§ **OBJECTIVE**: Starting with the line that contains "For each instance of the grass sideline, set", set down each line through the end of the entries below, exactly and with nothing added.

§ **INFORMATION GIVEN**:
- - - -

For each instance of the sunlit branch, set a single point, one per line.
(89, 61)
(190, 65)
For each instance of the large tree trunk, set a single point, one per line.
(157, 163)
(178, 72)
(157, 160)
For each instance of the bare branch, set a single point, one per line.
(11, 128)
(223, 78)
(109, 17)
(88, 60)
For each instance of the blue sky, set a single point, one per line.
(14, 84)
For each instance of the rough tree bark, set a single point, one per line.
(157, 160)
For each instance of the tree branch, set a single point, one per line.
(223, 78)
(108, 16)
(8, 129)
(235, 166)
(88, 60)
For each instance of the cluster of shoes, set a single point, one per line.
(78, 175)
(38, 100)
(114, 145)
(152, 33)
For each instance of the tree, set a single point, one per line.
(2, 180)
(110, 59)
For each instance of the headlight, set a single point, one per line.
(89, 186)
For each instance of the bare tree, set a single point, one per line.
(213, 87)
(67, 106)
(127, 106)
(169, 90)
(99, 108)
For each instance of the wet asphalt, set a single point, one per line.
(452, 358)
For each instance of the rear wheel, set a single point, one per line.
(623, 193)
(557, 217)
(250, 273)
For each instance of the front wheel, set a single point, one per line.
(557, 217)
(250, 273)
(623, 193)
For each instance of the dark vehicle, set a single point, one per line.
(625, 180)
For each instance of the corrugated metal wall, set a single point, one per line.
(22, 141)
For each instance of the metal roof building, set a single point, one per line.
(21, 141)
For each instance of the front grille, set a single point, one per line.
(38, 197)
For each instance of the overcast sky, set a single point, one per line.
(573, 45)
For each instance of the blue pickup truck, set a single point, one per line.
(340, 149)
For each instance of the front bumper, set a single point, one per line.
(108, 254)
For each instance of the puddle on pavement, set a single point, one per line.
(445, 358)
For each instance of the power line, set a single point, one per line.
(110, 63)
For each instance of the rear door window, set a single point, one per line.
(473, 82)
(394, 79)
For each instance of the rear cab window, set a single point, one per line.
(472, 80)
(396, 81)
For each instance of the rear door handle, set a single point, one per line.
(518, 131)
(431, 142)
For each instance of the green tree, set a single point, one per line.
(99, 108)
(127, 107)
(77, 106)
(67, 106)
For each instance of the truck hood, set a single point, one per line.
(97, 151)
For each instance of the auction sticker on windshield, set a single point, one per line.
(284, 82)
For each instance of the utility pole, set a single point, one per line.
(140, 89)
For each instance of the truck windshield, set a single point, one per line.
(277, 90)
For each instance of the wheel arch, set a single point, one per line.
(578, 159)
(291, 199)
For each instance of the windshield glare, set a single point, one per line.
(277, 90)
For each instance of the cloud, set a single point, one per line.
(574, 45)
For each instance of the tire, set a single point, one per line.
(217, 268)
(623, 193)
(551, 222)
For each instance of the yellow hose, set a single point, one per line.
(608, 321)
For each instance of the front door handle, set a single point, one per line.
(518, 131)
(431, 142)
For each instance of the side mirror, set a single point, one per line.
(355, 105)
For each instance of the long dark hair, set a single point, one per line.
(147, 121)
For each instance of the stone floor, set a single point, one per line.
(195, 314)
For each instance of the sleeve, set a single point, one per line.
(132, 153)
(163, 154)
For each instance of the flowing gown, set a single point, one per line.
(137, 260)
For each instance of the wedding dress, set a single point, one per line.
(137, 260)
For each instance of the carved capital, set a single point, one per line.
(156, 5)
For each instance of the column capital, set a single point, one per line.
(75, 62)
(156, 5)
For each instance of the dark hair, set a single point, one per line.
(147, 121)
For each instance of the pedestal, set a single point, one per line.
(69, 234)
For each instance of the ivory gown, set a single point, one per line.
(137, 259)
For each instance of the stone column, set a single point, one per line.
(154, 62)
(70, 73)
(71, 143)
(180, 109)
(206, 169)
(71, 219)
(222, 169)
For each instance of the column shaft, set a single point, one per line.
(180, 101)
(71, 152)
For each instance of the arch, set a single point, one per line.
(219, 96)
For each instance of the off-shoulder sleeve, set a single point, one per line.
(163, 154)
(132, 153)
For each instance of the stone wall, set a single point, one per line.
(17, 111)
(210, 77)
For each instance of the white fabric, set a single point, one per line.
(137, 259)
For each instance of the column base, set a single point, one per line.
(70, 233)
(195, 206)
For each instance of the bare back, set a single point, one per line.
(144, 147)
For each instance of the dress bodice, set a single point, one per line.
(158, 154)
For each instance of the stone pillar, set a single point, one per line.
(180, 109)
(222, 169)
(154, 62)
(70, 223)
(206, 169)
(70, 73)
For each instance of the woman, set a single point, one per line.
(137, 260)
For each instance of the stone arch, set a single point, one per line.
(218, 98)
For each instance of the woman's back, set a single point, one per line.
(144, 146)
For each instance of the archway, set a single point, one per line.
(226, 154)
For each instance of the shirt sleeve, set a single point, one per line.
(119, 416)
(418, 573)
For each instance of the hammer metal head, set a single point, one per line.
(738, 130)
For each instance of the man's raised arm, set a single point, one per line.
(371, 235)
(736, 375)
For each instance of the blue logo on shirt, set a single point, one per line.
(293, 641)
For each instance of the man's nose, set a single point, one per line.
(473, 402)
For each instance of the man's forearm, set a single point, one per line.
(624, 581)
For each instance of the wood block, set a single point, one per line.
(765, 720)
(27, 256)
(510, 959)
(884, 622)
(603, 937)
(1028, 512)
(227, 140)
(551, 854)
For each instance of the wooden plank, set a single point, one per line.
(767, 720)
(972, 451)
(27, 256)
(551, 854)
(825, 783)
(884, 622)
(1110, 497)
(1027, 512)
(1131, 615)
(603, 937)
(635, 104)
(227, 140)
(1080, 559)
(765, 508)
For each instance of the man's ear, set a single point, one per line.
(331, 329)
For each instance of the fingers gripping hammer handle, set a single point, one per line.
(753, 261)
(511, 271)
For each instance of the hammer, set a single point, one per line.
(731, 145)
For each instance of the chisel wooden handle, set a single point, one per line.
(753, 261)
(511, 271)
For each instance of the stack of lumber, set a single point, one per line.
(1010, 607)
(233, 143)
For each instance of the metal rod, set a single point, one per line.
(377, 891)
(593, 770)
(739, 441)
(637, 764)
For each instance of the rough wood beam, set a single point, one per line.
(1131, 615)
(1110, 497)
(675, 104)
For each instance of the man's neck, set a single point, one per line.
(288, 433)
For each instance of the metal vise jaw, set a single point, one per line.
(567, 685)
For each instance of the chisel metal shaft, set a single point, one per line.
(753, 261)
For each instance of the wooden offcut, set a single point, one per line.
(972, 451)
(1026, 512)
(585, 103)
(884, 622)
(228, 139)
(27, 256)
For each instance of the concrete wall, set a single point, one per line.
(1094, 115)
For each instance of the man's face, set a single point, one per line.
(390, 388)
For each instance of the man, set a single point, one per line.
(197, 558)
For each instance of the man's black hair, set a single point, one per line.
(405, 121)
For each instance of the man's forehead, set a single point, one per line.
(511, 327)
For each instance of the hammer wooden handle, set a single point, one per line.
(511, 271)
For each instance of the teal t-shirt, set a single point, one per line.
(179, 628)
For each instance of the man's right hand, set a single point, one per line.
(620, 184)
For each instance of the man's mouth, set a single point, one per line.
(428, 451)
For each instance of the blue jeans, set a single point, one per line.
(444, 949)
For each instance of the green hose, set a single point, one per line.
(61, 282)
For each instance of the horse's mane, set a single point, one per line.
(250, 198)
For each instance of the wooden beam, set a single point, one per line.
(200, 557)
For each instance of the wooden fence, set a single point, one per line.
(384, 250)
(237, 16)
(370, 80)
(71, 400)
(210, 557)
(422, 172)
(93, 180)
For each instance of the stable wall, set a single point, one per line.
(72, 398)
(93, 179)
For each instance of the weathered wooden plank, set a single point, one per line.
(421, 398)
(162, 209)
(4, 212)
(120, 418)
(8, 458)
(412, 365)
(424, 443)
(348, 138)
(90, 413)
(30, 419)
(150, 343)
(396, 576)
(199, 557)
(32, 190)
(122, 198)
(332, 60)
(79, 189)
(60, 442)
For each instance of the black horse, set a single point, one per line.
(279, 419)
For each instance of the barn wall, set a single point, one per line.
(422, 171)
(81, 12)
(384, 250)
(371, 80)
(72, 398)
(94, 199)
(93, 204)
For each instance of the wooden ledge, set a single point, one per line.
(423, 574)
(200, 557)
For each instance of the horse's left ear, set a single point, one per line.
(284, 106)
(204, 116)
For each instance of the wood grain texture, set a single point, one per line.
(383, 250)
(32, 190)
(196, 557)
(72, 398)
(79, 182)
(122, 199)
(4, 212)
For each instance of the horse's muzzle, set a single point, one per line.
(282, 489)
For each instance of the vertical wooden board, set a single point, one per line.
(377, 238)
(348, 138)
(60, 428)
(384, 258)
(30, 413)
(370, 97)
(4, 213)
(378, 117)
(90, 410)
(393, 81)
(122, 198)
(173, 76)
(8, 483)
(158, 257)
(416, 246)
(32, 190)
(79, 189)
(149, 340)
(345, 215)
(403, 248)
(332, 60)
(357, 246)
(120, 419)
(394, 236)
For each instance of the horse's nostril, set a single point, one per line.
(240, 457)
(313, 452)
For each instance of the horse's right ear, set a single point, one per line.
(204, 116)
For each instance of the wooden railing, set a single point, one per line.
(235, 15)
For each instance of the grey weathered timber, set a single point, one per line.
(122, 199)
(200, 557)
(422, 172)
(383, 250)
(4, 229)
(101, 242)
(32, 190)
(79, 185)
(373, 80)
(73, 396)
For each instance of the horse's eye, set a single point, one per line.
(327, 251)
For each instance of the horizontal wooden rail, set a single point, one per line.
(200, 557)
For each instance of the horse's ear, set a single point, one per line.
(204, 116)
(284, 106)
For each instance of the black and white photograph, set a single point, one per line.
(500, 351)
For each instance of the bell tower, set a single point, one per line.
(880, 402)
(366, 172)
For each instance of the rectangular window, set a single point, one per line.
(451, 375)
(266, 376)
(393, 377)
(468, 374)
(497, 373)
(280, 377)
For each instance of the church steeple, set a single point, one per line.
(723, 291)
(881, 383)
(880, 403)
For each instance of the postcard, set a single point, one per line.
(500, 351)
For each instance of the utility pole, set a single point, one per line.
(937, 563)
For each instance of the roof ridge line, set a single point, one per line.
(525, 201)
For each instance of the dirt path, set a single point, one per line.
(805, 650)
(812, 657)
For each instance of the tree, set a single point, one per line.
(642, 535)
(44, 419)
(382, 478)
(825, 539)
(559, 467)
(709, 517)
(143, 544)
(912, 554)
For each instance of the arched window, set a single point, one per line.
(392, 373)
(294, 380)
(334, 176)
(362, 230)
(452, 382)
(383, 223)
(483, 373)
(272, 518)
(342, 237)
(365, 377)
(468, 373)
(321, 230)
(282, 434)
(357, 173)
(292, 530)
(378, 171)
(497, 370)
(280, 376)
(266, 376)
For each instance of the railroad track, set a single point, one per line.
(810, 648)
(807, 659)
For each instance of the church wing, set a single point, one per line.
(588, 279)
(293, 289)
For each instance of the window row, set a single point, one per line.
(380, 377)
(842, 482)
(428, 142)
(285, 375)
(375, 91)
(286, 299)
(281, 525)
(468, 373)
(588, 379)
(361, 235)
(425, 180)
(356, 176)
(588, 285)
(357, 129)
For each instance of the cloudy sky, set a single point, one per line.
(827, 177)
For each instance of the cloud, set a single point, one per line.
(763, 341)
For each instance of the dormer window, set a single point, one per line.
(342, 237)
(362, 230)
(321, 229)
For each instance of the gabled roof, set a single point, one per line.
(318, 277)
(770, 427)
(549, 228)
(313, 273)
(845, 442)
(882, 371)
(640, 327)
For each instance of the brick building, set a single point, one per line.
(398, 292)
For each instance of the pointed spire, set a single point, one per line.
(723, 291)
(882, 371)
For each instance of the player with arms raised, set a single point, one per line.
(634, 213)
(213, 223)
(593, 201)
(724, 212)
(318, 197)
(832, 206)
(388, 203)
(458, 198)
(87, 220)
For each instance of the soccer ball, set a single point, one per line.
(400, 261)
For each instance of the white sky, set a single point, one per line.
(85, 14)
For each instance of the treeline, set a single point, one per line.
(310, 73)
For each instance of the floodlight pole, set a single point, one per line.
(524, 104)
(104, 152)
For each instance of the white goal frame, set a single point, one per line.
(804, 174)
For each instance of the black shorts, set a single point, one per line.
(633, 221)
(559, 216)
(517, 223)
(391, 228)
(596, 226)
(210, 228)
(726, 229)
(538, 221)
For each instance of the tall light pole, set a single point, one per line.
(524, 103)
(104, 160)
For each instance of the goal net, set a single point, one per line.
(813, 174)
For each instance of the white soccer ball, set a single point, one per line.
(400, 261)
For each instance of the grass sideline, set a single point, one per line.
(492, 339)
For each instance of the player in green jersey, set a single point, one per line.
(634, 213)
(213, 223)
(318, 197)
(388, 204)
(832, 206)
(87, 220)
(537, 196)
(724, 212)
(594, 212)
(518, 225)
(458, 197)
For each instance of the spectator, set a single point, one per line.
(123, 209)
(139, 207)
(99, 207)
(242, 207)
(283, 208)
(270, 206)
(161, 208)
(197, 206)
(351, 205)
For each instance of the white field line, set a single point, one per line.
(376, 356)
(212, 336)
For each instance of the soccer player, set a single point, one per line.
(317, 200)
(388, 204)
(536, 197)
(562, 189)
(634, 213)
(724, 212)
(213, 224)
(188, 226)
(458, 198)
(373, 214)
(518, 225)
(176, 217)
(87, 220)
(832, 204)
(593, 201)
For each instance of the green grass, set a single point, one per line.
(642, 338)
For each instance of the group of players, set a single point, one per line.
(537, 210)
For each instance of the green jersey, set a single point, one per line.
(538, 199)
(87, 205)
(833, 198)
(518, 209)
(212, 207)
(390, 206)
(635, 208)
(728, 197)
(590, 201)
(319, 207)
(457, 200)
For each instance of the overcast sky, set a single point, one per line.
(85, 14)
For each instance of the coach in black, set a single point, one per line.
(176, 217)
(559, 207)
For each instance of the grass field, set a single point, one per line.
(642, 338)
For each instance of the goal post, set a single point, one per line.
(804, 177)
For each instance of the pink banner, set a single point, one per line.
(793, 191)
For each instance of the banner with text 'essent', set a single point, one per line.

- - - -

§ **RESULT BELOW**:
For each instance of the grass sideline, set a single point, one per line.
(492, 339)
For each instance of the player in green jersey, set a single point, one per line.
(634, 213)
(213, 223)
(318, 197)
(388, 204)
(832, 206)
(87, 220)
(537, 196)
(724, 212)
(594, 212)
(518, 225)
(458, 197)
For each instance of the spectator, set a single point, one per line.
(123, 209)
(139, 207)
(99, 207)
(242, 207)
(283, 208)
(270, 206)
(161, 208)
(197, 206)
(351, 205)
For each instance of the white field line, set a single point, one per line.
(376, 356)
(212, 336)
For each instance of the soccer player, set a single point, one per line.
(317, 200)
(388, 204)
(536, 197)
(562, 189)
(634, 213)
(724, 212)
(213, 224)
(188, 226)
(458, 198)
(373, 214)
(518, 225)
(176, 217)
(87, 220)
(832, 204)
(593, 201)
For each instance of the green grass, set a single point, one per line.
(642, 338)
For each instance of the group of players, set a single point, one per line.
(537, 210)
For each instance of the green jersey, set a single point, one per line.
(538, 199)
(87, 205)
(833, 198)
(518, 209)
(212, 207)
(390, 206)
(635, 208)
(728, 197)
(590, 201)
(319, 207)
(457, 200)
For each instance of the overcast sky, set a single point, one per line.
(85, 14)
For each instance of the coach in black, set a single point, one per line.
(176, 217)
(559, 207)
For each instance of the grass field, set a single point, one per line.
(642, 338)
For each instance of the goal post, set a single point, one per line.
(804, 177)
For each instance of the pink banner, set a single point, one per line.
(793, 191)
For each instance of the banner with text 'essent', set a single point, one per line.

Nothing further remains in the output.